Transformez toutes les lignes des items ci-dessous en une liste JSON de chaînes, à raison d'une chaîne par ligne et sans les lignes vides. Les images ne doivent pas figurer dans le résultat.

Enregistrements sources:
┏━━

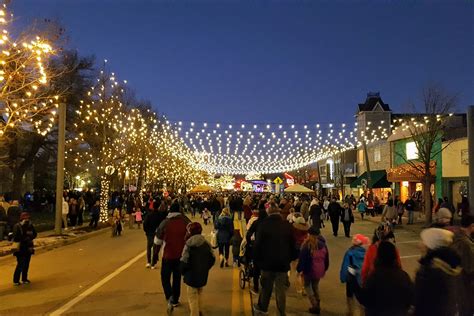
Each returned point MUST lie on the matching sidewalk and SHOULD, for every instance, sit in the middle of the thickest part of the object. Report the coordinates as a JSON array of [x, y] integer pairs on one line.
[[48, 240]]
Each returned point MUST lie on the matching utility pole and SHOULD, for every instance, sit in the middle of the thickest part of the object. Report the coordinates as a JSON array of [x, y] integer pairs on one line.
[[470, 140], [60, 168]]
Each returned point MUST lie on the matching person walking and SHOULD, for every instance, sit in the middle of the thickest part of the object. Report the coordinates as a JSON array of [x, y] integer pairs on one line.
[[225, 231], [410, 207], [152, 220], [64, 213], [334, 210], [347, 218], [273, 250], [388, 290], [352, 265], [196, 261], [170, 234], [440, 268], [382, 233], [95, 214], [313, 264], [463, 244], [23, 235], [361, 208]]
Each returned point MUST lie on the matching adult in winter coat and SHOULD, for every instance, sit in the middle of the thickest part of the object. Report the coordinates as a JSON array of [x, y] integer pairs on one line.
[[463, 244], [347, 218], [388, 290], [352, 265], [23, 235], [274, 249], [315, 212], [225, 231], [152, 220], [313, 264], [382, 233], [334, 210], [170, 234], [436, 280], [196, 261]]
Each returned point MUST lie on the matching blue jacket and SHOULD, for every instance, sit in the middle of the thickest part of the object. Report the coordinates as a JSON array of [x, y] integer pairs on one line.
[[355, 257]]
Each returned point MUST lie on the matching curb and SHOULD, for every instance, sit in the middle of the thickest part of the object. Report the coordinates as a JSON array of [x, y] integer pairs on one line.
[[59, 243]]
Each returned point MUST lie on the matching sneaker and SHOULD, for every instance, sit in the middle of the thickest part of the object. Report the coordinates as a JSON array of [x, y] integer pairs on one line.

┗━━

SOLUTION CI-DESSOUS:
[
  "Each returned point MUST lie on the matching sidewalk and SHOULD, for every instance, sit in the middle of the thickest part of the object. Report the coordinates as a JSON array of [x, y] integer pairs on one line.",
  "[[48, 240]]",
  "Each returned point MUST lie on the matching utility pole and SHOULD, for every instance, sit in the middle of the thickest part of the object. Report the coordinates as a JSON array of [x, y] integer pairs on one line.",
  "[[470, 140], [60, 168]]",
  "Each returned point MUST lie on the matching person walking and SHOULD, for every instance, sit in the middle of the thickest part of the object. Report the coordinates as a JSON array of [x, y] integer pairs on one line.",
  "[[225, 231], [410, 207], [152, 220], [64, 213], [334, 210], [347, 218], [273, 250], [388, 290], [352, 265], [196, 261], [170, 234], [440, 268], [382, 233], [95, 214], [313, 264], [463, 244], [23, 235], [361, 208]]",
  "Each returned point MUST lie on the matching adult in winter coat and SHOULD, for every instance, sit in the middle of the thickest part of the object. Report the coordinates as a JSON array of [x, y] integer pairs on one line.",
  "[[463, 244], [347, 218], [388, 290], [352, 265], [23, 235], [274, 249], [315, 212], [225, 231], [152, 220], [313, 264], [382, 233], [334, 210], [170, 234], [436, 280], [196, 261]]",
  "Each returned point MUST lie on the matching blue jacket and SHOULD, for every instance, sit in the middle of the thickest part of the object. Report the coordinates as a JSON array of [x, y] integer pairs on one line.",
  "[[355, 257]]",
  "Each returned point MUST lie on the matching curb and SHOULD, for every instance, sit in the middle of the thickest part of the object. Report the coordinates as a JSON array of [x, y] integer pairs on one line.",
  "[[59, 243]]",
  "Each returned point MUST lie on the matching sneaker and SHOULD, for every instance, sit in the middle of the thickest part of the object. Report the coordinates as a JSON array of [x, y] integer pairs on one line."
]